**Point-per-instance localization data**
########################################

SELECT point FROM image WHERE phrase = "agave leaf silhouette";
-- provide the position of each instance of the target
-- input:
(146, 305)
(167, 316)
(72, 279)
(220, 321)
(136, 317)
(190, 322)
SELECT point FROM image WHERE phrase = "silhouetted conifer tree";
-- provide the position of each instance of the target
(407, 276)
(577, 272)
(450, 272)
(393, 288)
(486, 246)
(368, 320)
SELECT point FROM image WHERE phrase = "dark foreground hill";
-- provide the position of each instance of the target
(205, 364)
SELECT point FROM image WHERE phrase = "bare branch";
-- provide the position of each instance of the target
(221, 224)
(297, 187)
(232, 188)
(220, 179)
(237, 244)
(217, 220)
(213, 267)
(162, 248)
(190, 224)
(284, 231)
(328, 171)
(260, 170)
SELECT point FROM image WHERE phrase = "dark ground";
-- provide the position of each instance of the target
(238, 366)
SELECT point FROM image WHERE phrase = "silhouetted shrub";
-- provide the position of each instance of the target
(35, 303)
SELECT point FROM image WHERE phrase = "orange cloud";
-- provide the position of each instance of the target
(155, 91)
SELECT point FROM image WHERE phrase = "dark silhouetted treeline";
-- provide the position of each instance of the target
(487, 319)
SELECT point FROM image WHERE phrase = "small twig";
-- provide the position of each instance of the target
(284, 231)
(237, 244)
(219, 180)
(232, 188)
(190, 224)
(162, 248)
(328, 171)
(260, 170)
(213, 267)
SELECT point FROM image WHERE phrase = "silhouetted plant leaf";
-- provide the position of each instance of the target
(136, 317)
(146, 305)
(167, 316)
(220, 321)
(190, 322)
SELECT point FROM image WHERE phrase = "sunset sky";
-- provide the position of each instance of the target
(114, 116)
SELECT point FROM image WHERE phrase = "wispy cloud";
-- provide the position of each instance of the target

########################################

**REQUIRED ACTION**
All entries above are to be copied exactly, with none left out.

**TASK ANSWER**
SELECT point FROM image WHERE phrase = "agave leaf silhouette";
-- provide the position of each instance of the target
-- input:
(146, 305)
(167, 316)
(72, 279)
(220, 321)
(136, 317)
(190, 322)
SELECT point FROM image WHERE phrase = "silhouetted conifer tree";
-- provide the position of each instance of the target
(407, 276)
(577, 272)
(450, 272)
(393, 288)
(486, 246)
(368, 320)
SELECT point FROM image WHERE phrase = "dark foreground hill";
-- provide the position of each instance of the target
(205, 364)
SELECT point FROM image WHERE phrase = "bare branch";
-- provide the position of each instance of the target
(221, 224)
(297, 187)
(232, 188)
(220, 179)
(237, 244)
(217, 220)
(213, 267)
(162, 248)
(190, 224)
(284, 231)
(328, 171)
(260, 170)
SELECT point FROM image WHERE phrase = "dark ground";
-- provide the position of each instance of the target
(238, 366)
SELECT point FROM image WHERE phrase = "silhouetted shrub";
-- provide the position of each instance of the target
(35, 303)
SELECT point FROM image WHERE phrase = "orange cloud";
-- provide the position of each instance of the target
(155, 91)
SELECT point FROM image WHERE phrase = "dark silhouetted treeline";
-- provide the position of each instance of the target
(487, 319)
SELECT point FROM image WHERE phrase = "small twig";
-- provide the position of each instance of the target
(284, 231)
(237, 244)
(219, 180)
(232, 188)
(190, 224)
(162, 248)
(328, 171)
(260, 170)
(213, 267)
SELECT point FROM image WHERE phrase = "silhouetted plant leaf";
-- provide the position of each instance of the target
(136, 317)
(146, 305)
(167, 316)
(220, 321)
(190, 322)
SELECT point FROM image WHERE phrase = "sunset sky";
-- provide the position of each instance of the target
(114, 116)
SELECT point FROM image WHERE phrase = "wispy cloud";
-- provide the position of each instance of the target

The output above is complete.